• **Image-grounded pointing data**:
━━━━━━━━━━━━━━━━━━━━━━━━━━━━━━
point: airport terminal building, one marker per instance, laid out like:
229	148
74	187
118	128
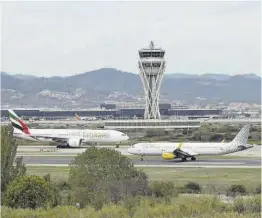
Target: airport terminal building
━━━━━━━━━━━━━━━━━━━━━━━━━━━━━━
• **Work instruction**: Reading through the records above, report each line in which the string "terminal" is found.

• **Solution for this task**:
point: airport terminal building, one marker per instance, laid out like:
Target: airport terminal building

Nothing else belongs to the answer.